++++ Records supplied

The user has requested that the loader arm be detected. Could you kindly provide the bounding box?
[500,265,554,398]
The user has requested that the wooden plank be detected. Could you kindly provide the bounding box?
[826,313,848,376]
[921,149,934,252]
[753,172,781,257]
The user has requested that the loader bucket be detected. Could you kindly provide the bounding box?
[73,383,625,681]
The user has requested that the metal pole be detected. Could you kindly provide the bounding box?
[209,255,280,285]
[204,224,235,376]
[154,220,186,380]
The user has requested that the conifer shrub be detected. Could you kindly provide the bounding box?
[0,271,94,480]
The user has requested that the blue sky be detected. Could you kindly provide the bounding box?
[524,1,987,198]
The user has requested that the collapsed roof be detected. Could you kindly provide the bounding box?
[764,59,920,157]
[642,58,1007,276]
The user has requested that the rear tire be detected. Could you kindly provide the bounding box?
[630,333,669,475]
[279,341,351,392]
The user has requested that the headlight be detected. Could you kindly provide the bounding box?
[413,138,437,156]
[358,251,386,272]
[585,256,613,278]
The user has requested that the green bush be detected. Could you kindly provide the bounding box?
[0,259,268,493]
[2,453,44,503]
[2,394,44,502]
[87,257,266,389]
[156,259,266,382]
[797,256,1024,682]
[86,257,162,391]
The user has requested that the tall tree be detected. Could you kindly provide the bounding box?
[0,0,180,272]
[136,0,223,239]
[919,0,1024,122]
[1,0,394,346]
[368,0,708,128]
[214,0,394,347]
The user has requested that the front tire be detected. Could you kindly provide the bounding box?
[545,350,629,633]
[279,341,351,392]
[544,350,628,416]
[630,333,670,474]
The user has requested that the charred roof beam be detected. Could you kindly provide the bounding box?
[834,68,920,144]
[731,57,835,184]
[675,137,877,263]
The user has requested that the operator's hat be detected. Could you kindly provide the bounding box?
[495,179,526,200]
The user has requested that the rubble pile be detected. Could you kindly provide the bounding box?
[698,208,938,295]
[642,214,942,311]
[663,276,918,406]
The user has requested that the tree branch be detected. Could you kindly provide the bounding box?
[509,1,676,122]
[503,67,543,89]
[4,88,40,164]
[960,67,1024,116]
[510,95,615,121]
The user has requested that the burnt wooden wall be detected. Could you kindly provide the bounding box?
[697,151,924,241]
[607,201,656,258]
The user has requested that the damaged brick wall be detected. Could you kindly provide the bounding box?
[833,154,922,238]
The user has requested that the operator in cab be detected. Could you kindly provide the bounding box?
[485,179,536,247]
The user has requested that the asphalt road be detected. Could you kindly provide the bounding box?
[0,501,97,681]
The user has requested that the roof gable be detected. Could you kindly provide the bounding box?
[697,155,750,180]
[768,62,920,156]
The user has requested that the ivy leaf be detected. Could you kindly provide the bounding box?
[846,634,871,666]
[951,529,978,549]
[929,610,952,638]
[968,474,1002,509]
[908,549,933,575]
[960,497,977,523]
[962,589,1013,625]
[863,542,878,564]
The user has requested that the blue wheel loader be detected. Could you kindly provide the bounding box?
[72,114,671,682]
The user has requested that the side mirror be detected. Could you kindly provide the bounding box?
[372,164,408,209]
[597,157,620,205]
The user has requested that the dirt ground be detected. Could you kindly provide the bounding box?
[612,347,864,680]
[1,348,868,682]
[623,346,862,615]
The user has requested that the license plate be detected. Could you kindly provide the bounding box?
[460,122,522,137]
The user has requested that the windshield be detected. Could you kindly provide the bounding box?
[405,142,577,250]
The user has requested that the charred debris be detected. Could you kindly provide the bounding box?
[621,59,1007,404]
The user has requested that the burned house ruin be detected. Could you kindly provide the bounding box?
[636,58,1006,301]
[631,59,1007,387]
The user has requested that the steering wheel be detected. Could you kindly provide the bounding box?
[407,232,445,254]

++++++++

| Required action |
The complete material must be repeated exactly.

| Result |
The user has requested that the loader arm be detected. Could you kindly provide the bounding box?
[500,265,554,398]
The user has requested that the wooden plank be detected. Could you kindly provide the bounding box?
[826,313,848,376]
[921,149,934,252]
[753,172,781,257]
The user has requested that the loader bucket be detected. Could you kindly provide the bounding box?
[73,383,625,681]
The user has requested that the metal pole be detected. Could you kindly provide the bounding box?
[209,255,280,285]
[204,224,235,376]
[154,220,186,380]
The user has requested that the conifer shrub be detected. Could you kindly provide the bounding box?
[0,271,94,480]
The user has requested that the blue sky be detected. Could you kindly provide the bounding box?
[524,1,987,198]
The user has requested that the collapsed roof be detected. Could you kindly provide the bounding box?
[764,59,920,157]
[642,58,1007,276]
The user has requested that the rear tire be detected. Could you kindly provide the bounding box?
[630,333,669,475]
[279,341,351,392]
The user has requested that the headlight be detected. Could you kindly provide the bounding box?
[413,138,437,156]
[358,251,386,272]
[585,256,613,278]
The user has requested that the green bush be detected. Could you kindly provide the bounding box?
[0,259,268,493]
[2,453,44,503]
[2,394,44,502]
[87,257,266,389]
[156,259,266,382]
[797,256,1024,682]
[86,257,162,391]
The user has requested that the tall tree be detected. Could you kindly provide the bounding box?
[0,0,180,272]
[136,0,223,239]
[919,0,1024,122]
[1,0,394,346]
[368,0,708,128]
[214,0,394,347]
The user has requested that the front tire be detected. Could you kindly provide the bounding box?
[545,350,629,633]
[279,341,351,392]
[544,350,628,416]
[630,333,670,474]
The user has requested that the charred roof beam be detected. Could you kindly provide the bounding box?
[834,68,920,144]
[731,57,835,184]
[675,137,877,263]
The user has requested that the operator's hat be detected. Could you kindly provide the bounding box?
[495,179,526,200]
The user has requested that the rubble pile be detected. Could you kindly provide the bounding box?
[698,208,938,295]
[642,214,942,311]
[663,276,918,406]
The user has requested that the tree branch be detected. Could you kindly provide the bounding box?
[509,1,676,122]
[503,67,543,89]
[4,88,40,164]
[960,67,1024,116]
[510,95,615,121]
The user has requested that the burnt wooden wall be detected. Could you kindly provide the bounding box?
[697,151,924,241]
[607,201,656,258]
The user has requested that the damaged brick wall be detected. Could you kindly provide the bounding box?
[833,154,922,238]
The user has requested that the operator in cab be detected. Could you kindly provide the bounding box?
[485,179,536,247]
The user has requested that the asphalt road be detected. Could you kindly provide the bounding box?
[0,501,97,681]
The user has requested that the roof gable be detected. Could you kindly provide the bounding box?
[697,155,750,180]
[768,62,920,156]
The user has requested that the ivy leaf be detected. Could you kindly provide the bounding box?
[846,634,871,666]
[951,529,978,549]
[929,610,952,638]
[968,474,1002,509]
[908,549,933,575]
[960,497,977,523]
[962,589,1013,625]
[863,542,878,564]
The user has requested that the blue wheel loader be detected. Could you kindly provide the bounding box?
[72,114,671,682]
The user has requested that the side mirror be detected. Could you kindly provide the bounding box?
[372,164,408,209]
[597,157,620,205]
The user has requested that the dirt ground be detected. Could you kindly provide the bounding box?
[612,347,864,680]
[1,348,868,682]
[623,346,862,615]
The user has requested that the license plate be detected. Could you kindly provide the bounding box?
[460,122,522,137]
The user has requested that the windshield be detected. Could you kindly provide the bounding box?
[405,142,577,250]
The user has requested that the charred debris be detected. Could you kindly provide the bounding box?
[621,59,1007,404]
The user has requested that the burned house ruin be detected. Could you kindly provide the bounding box?
[636,58,1006,301]
[631,59,1007,387]
The user has requested that the steering wheel be detected. Could you kindly provide the bounding box?
[407,232,445,254]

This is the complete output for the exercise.